The physicians visited the murderer and told him they wished to consult him about the remarkable case. They stated his own case in detail and asked him what should be done under the circumstances. He replied that while the unmistakeable insanity of the person who could commit these crimes would save him from the halter, he should certainly be confined in a lunatic asylum. Then they told him that he himself was the maniac who had committed these fearful acts. He declared the impossibility of the accusation, but confessed that of late years there were gaps in the twenty-four hours of which he positively had no recollection. He said he had awakened in his room as if from a stupor and he found blood upon his boots and stains of blood upon his hands. He also had scratches upon his face and his amputation knives had shown signs of use, though he could not recall having assisted at any operation.
These doctors then assured him there could be no doubt of his identity with the Whitechapel assassinations. They made an exhaustive search of the house, led by the accused, and found ample proofs of murder, and the unhappy man, whose mind at that moment was in its nominally clear condition, begged to be removed from the world as a guilty and dangerous monster. The necessary papers were made out and the irresponsible murderer was committed to an insane asylum. In a month or two he lost all semblance to sanity and is now the most intractable and dangerous confined in the institution.
“Frenchy”—Ameer Ben Ali
EDWIN M. BORCHARD
As a distinguished legal scholar, dedicated to serious, complex, and innovative issues involving international law, Edwin Montifiore Borchard (1884–1951) may not have been expected to write about Jack the Ripper. However, since one of Borchard’s career specialties was advocating for the rights of the innocent, his investigation of a nineteenth-century crime in which a suspect was wrongfully accused is not too far-fetched.

▸ **Task to carry out**
Copy word for word the part of the Whitechapel passage that begins with the words containing "These doctors then" and ends with "in the institution.". You won't need the entries for this.

▸ **Stored entries**
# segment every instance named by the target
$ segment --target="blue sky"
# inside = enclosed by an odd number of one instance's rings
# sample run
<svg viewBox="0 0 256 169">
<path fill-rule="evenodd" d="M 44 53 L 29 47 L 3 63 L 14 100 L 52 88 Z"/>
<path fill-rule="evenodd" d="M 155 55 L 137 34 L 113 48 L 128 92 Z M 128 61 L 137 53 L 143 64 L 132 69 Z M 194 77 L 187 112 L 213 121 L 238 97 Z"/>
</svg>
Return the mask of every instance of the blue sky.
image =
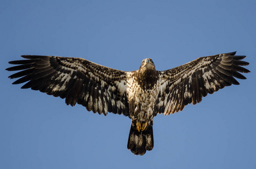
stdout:
<svg viewBox="0 0 256 169">
<path fill-rule="evenodd" d="M 255 168 L 256 1 L 0 2 L 1 168 Z M 237 51 L 251 73 L 181 112 L 154 119 L 154 148 L 127 149 L 131 120 L 12 85 L 21 55 L 79 57 L 125 71 L 159 70 Z"/>
</svg>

▸ **Answer to this problem**
These doctors then assured him there could be no doubt of his identity with the Whitechapel assassinations. They made an exhaustive search of the house, led by the accused, and found ample proofs of murder, and the unhappy man, whose mind at that moment was in its nominally clear condition, begged to be removed from the world as a guilty and dangerous monster. The necessary papers were made out and the irresponsible murderer was committed to an insane asylum. In a month or two he lost all semblance to sanity and is now the most intractable and dangerous confined in the institution.